TASK DETAILS
Please, from the entries below, transcribe exactly the lines that begin at the line with "-- select a point on the truck headlight, one" and end at the line with "-- select a point on the parked white", without the pictures.

DATA SUPPLIED

= Beginning of Section =

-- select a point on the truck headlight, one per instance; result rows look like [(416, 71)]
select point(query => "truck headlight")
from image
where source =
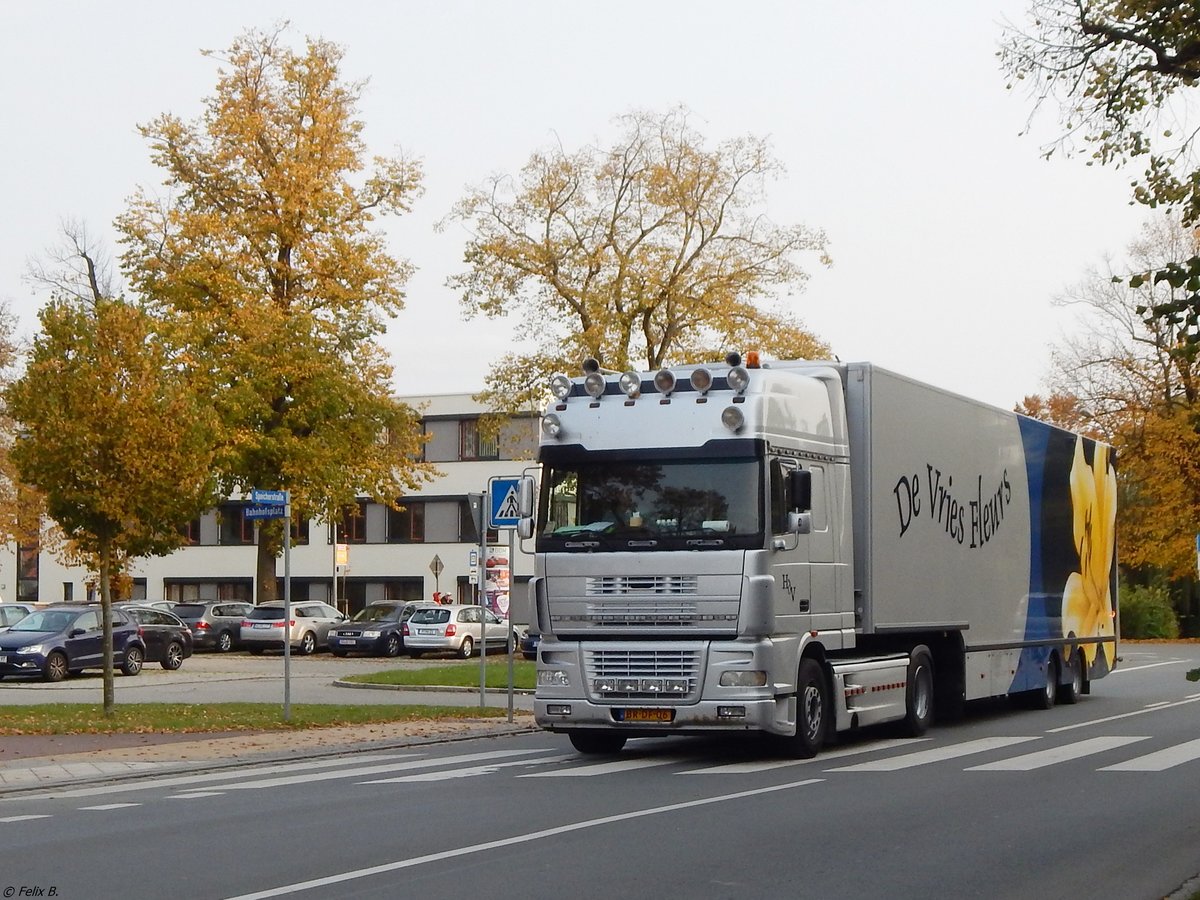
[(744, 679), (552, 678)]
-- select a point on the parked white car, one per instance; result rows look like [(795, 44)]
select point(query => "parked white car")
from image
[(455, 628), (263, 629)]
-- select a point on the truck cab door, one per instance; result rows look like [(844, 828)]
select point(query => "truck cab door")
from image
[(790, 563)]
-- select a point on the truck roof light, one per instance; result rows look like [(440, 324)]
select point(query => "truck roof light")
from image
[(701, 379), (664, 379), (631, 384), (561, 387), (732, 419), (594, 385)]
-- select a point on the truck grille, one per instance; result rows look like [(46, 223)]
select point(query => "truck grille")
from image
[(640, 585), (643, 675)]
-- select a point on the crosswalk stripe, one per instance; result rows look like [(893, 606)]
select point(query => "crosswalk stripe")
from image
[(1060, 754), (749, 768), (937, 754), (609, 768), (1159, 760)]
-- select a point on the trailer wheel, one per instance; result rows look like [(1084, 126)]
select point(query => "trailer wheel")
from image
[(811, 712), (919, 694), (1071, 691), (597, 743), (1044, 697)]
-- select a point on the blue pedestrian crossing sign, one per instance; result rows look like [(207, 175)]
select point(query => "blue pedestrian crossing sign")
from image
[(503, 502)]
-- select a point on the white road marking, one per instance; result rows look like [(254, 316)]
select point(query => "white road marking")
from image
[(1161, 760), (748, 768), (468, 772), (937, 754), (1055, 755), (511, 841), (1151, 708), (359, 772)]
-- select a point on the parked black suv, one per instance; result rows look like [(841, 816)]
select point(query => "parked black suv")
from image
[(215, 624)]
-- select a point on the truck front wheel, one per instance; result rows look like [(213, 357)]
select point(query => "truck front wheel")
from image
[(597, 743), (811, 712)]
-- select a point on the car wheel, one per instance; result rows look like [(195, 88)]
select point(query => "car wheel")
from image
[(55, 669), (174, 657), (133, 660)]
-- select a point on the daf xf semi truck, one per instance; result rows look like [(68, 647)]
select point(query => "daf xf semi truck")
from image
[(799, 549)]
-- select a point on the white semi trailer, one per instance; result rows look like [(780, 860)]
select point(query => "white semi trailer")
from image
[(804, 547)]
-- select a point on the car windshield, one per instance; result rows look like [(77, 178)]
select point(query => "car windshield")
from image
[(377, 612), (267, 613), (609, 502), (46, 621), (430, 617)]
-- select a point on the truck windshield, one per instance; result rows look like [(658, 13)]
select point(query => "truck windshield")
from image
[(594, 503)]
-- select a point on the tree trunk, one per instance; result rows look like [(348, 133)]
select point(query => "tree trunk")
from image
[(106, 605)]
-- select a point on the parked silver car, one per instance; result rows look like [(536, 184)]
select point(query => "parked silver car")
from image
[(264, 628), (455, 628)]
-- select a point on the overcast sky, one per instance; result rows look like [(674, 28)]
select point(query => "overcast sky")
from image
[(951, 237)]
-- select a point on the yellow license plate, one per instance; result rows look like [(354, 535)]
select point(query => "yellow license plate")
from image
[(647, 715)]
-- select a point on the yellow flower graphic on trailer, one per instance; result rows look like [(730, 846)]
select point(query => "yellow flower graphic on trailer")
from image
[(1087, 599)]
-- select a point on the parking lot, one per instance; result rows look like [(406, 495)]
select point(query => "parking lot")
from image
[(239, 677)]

= End of Section =
= Beginning of Section =

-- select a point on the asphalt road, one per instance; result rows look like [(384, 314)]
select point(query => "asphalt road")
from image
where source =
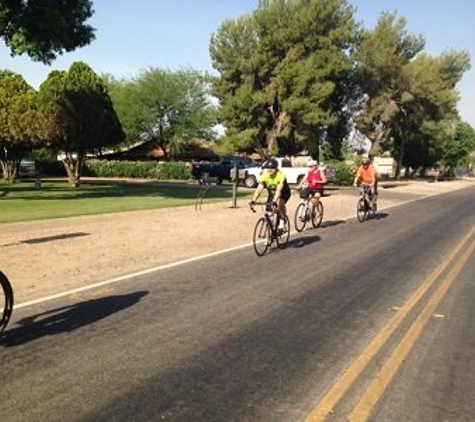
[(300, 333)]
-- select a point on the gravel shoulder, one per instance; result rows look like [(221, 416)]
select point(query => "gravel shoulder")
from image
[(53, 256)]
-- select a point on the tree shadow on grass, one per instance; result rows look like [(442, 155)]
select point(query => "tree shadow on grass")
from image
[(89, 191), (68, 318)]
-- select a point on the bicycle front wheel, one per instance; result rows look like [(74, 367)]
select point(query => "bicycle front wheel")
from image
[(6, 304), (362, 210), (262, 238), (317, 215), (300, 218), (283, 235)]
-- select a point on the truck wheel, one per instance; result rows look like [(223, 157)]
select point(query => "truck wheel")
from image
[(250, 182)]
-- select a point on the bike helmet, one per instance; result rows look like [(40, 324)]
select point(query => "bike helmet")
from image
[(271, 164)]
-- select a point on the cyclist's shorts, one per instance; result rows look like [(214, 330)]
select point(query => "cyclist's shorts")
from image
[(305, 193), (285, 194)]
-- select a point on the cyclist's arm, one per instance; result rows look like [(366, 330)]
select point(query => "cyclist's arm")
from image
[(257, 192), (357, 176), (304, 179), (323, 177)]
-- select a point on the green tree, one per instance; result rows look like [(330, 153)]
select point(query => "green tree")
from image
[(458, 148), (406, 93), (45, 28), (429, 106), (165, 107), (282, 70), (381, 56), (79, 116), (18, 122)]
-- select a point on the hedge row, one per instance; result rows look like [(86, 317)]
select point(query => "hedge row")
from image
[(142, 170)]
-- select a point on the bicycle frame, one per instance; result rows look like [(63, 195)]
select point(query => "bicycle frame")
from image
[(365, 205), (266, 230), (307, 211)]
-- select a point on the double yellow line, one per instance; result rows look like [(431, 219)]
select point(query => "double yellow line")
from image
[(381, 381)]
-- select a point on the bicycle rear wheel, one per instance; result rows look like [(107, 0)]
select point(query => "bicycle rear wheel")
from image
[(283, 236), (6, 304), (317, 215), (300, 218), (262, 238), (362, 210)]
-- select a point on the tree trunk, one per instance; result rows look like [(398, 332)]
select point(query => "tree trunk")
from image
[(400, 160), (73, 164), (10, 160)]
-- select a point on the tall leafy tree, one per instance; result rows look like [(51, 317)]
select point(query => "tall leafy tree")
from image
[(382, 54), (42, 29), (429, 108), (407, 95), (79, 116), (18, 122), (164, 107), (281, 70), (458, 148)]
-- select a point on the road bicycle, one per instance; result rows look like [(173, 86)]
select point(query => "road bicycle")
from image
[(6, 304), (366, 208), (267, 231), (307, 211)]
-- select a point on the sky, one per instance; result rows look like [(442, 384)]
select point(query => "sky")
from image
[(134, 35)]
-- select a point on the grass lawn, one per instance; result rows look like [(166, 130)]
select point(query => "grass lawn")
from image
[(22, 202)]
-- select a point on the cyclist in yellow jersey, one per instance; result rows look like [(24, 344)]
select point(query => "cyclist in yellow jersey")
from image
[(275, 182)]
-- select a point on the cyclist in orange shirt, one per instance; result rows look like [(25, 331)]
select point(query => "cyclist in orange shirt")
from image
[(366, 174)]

= End of Section =
= Beginning of Section =

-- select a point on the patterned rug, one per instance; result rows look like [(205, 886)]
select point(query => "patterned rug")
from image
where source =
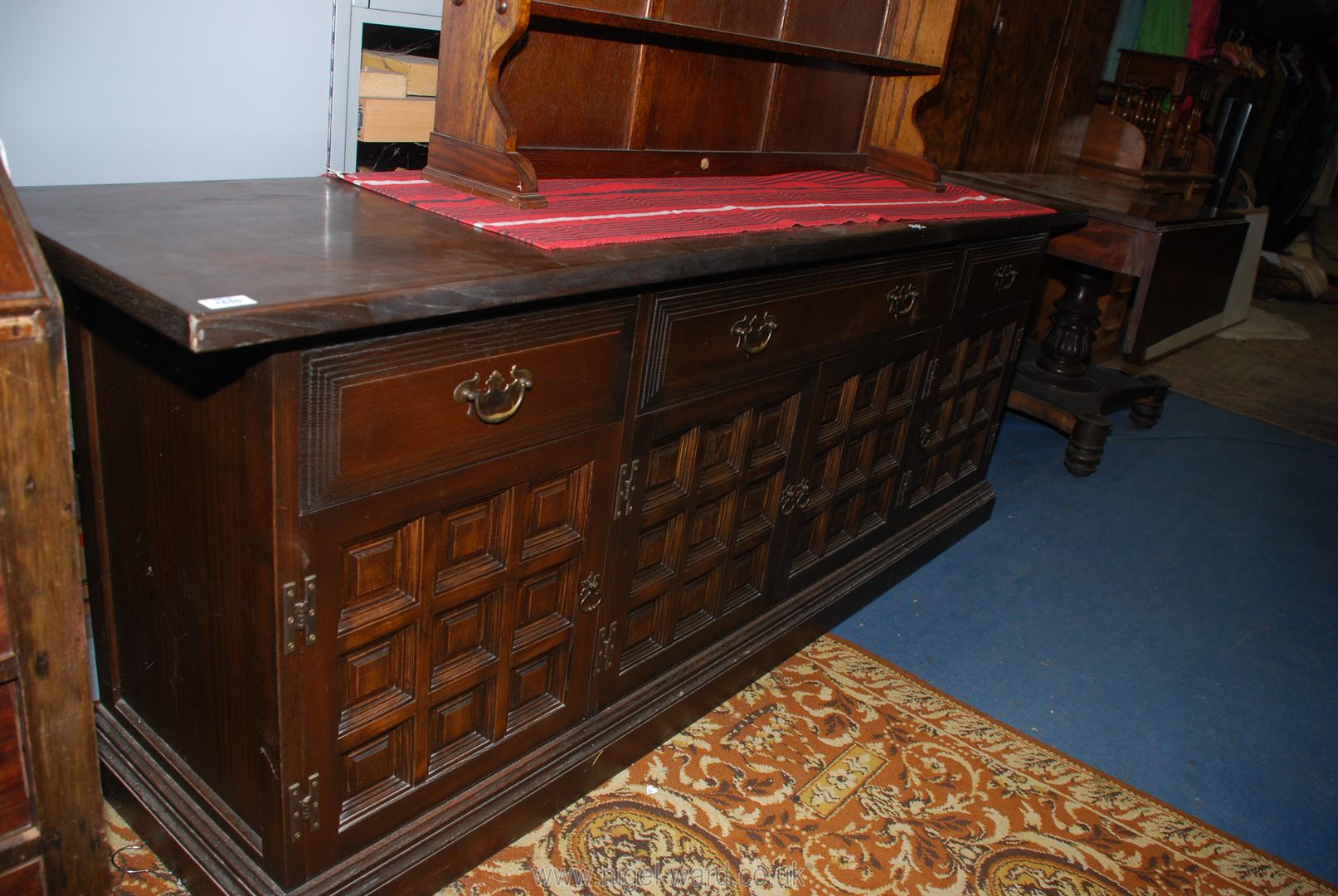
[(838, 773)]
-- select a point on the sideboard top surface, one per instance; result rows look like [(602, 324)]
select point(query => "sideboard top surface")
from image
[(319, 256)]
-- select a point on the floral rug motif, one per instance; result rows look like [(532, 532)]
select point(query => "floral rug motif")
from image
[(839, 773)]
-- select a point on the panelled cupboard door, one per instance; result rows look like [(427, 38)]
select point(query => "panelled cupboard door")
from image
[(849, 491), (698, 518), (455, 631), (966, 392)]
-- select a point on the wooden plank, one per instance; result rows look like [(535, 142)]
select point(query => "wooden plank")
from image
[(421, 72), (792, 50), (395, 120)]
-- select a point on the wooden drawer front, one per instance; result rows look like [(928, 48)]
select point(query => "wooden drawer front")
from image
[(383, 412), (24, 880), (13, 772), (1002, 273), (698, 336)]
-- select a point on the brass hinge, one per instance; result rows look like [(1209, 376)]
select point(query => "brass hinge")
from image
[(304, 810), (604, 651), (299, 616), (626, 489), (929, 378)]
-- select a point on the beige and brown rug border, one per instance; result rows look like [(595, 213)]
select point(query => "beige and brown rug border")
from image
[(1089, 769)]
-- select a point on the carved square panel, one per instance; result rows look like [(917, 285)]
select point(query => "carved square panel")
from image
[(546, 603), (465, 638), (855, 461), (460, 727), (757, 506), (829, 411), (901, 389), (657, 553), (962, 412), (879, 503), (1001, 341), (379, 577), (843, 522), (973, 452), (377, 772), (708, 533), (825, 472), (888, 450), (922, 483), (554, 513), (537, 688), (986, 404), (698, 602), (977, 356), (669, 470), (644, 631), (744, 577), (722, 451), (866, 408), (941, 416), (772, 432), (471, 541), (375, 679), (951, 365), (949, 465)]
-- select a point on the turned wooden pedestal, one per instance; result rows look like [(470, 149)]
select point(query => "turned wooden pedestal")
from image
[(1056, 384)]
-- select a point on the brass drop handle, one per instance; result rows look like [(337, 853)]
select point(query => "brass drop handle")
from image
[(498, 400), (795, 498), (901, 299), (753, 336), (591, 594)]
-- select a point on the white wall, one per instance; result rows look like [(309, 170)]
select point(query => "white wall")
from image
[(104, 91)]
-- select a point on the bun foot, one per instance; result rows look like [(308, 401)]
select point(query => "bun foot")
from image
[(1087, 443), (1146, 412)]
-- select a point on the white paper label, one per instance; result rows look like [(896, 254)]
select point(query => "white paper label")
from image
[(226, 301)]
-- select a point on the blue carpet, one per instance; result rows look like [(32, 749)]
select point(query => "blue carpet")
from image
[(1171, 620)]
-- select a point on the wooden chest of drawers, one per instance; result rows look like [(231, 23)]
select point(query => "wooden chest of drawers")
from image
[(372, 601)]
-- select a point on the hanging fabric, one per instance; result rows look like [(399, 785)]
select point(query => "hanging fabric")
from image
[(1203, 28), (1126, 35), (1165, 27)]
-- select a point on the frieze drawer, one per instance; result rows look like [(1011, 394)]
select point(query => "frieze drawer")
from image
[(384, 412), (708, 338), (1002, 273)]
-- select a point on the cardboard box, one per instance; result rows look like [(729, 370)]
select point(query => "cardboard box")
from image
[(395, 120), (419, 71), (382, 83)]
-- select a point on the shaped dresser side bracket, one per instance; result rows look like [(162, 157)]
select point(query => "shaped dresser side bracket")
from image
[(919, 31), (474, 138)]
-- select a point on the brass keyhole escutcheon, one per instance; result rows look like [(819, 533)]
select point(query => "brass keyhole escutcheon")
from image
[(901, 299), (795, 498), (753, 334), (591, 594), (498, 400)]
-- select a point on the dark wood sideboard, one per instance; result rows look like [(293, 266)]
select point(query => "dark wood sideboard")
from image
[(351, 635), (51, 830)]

= End of Section =

OUTPUT FOR THIS TASK
-- select a point on the truck headlight, one per instance; result rows look like [(416, 71)]
select point(query => "truck headlight")
from image
where source =
[(744, 679), (552, 678)]
-- select a point on the parked white car, one per instance; result rows look like [(795, 44)]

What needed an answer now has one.